### [Tasks to complete]
1 > Answer these questions from the text on Token Statistical Self-Attention:
(a) What computational complexity does TSSA achieve?
(b) How many tokens does the flattened sequence contain?
(c) What value is the small stability constant ε given?
2 > Pick up the text on Token Statistical Self-Attention after its final sentence and carry on.

Token Statistical Self-Attention (TSSA): To tackle the $$O(n^2)$$ computational complexity of the original MHSA, we propose TSSA as a replacement. It flattens features into tokens and models global context via second-order statistics, explicitly detailing dimension mapping and weight generation to achieve $$O(n)$$ complexity.

Tokenization & Projection: The output $$Z_{\text{AIFI}} \in [B, C, H, W]$$ is flattened and transposed into a token sequence $$T \in [B, n, C]$$, where $$n = H \times W = 1600$$ is the number of tokens. Each token corresponds to a spatial location. A projection matrix $$W_P \in \mathbb{R}^{C \times p}$$ (C=512, p=64) maps tokens to a lower-dimensional space: $$T_P = T \cdot W_P$$, where $$T_P \in [B, n, p]$$.
Second-Order Statistic Computation: Compute the mean ($$\mu$$) and variance ($$\sigma^2$$) of the projected tokens $$T_P$$ to capture global distribution characteristics:
$$\mu = \frac{1}{n} \sum_{i=1}^{n} T_P[:, i, :], \quad \sigma^2 = \frac{1}{n} \sum_{i=1}^{n} (T_P[:, i, :] – \mu)^2$$
Here, $$\mu \in [B, 1, p]$$ represents the global average feature intensity per dimension, and $$\sigma^2 \in [B, 1, p]$$ represents the global feature dispersion. The variance is normalized via a Z-score transformation followed by adding a small constant $$\epsilon=10^{-6}$$ for stability: $$\sigma’ = \sqrt{\max(\sigma^2_{\text{normalized}}, \epsilon)}$$.

### [Material shown]
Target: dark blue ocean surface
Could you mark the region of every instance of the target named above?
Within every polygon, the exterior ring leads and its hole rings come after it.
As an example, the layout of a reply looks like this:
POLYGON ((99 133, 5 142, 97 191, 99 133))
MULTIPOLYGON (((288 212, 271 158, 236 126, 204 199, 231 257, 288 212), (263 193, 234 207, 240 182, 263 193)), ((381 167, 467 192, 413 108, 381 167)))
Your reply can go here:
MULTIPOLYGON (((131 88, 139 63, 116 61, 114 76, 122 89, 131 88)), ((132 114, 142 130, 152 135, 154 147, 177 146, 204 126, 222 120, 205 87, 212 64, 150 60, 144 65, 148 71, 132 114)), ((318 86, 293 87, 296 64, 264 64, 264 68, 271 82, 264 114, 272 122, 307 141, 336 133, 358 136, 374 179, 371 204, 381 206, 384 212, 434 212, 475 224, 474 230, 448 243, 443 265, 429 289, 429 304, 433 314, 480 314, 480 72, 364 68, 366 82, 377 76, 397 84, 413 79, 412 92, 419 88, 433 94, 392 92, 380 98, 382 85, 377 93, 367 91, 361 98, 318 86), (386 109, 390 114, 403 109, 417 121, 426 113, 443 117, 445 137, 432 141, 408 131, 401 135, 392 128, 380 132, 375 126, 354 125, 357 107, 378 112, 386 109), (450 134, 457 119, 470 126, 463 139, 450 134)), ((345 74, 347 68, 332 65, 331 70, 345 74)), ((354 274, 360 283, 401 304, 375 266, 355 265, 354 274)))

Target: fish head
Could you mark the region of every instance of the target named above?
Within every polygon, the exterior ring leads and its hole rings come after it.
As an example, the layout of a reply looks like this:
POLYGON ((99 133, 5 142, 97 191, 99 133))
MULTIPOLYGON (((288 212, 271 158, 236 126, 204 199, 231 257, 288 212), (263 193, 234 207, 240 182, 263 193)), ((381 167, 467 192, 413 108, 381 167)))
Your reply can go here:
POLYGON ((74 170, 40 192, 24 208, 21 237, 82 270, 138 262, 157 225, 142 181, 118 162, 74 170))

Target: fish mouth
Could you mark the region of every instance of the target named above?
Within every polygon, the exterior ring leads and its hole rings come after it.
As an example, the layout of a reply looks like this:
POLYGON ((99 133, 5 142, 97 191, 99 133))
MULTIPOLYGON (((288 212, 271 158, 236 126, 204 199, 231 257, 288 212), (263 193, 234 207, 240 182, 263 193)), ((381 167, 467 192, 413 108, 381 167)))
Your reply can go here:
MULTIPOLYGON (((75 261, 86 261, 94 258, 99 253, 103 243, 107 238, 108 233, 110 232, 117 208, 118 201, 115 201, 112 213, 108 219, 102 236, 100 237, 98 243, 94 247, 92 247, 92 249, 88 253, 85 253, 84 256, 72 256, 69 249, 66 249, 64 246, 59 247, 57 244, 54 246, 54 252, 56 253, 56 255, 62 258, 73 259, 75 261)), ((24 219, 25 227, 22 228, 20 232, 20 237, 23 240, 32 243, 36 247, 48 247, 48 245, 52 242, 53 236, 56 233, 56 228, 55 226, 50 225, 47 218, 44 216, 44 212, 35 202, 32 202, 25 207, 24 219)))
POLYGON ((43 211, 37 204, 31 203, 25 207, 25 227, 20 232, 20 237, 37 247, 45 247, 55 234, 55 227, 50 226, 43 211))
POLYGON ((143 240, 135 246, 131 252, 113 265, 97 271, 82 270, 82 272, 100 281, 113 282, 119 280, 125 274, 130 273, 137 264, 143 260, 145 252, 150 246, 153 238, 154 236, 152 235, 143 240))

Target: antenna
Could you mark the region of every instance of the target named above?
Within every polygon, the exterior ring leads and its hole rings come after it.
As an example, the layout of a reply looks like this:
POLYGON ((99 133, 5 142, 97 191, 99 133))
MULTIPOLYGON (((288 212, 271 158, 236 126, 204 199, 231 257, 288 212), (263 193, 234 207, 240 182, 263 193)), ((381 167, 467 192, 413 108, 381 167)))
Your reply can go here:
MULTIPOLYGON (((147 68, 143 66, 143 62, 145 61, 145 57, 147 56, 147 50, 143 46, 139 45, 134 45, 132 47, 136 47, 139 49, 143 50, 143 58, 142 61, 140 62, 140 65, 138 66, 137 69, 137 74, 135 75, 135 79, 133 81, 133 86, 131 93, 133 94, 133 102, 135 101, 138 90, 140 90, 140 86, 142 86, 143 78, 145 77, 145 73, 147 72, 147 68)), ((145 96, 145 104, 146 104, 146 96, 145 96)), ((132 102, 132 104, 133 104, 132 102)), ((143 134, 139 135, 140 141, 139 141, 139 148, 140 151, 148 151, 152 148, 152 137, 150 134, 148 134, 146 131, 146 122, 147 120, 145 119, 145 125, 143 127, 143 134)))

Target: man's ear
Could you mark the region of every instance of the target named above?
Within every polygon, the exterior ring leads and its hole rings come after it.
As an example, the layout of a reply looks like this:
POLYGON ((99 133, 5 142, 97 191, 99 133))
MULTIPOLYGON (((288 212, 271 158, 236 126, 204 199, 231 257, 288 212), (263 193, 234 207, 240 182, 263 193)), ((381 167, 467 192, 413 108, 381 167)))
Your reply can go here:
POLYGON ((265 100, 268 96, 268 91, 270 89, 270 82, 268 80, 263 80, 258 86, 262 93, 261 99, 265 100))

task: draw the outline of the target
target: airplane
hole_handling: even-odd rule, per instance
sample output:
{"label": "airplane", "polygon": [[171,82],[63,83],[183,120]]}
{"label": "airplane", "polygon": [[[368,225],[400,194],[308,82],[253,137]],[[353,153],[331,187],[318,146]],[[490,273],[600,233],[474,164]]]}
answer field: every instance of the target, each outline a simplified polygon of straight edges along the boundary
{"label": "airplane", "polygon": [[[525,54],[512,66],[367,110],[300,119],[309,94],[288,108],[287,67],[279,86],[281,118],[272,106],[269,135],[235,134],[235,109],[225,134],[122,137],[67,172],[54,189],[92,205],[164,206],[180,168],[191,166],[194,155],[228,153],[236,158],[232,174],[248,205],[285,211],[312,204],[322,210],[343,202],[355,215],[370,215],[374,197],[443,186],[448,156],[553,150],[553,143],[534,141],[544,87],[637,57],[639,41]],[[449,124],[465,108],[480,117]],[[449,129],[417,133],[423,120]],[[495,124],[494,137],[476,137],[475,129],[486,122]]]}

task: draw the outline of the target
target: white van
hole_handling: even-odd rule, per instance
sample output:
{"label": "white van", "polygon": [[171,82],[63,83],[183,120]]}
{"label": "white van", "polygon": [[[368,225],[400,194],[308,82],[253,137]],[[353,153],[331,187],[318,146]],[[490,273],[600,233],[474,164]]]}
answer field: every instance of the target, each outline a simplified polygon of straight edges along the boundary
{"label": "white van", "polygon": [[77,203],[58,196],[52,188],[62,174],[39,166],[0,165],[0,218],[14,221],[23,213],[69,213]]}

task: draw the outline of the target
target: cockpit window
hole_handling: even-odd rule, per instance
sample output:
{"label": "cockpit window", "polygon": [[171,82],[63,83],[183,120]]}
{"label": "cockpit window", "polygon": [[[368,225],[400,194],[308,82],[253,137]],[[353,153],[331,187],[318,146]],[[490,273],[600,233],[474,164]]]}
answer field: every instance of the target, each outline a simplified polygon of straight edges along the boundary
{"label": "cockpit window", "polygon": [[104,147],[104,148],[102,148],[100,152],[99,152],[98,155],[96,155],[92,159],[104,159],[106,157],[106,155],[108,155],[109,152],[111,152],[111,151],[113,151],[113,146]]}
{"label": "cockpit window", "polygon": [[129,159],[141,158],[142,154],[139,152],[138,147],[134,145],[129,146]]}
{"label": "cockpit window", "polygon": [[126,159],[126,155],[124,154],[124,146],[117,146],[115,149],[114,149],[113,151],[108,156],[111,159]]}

### [Answers to the exercise]
1 >
(a) O(n)
(b) 1600 (n = H × W)
(c) 10^-6

2 >
Attention Weight Generation & Weighted Transformation: Concatenate $$\mu$$ and $$\sigma’$$ along the channel dimension to form $$S = [\mu, \sigma’] \in [B, 1, 2p]$$ (2p=128), aggregating both “average intensity” and “distribution spread” information. A linear mapping matrix $$W_A \in \mathbb{R}^{2p \times n}$$ transforms S, followed by GELU activation and Softmax normalization over the token dimension to generate attention weights $$W_{\text{TSSA}} \in [B, 1, n]$$:
$$W_{\text{TSSA}} = \text{Softmax}(\text{GELU}(S \cdot W_A))$$
These weights are broadcast and applied to the projected tokens: $$T_R = T_P \odot W_{\text{TSSA}}$$, yielding refined tokens $$T_R \in [B, n, p]$$ that emphasize important tokens. Finally, a restoration matrix $$W_R \in \mathbb{R}^{p \times C}$$ maps $$T_R$$ back to the original channel dimension, and the result is transposed and reshaped into a 40×40 feature map $$X_{\text{TSSA}} \in [B, C, H, W]$$.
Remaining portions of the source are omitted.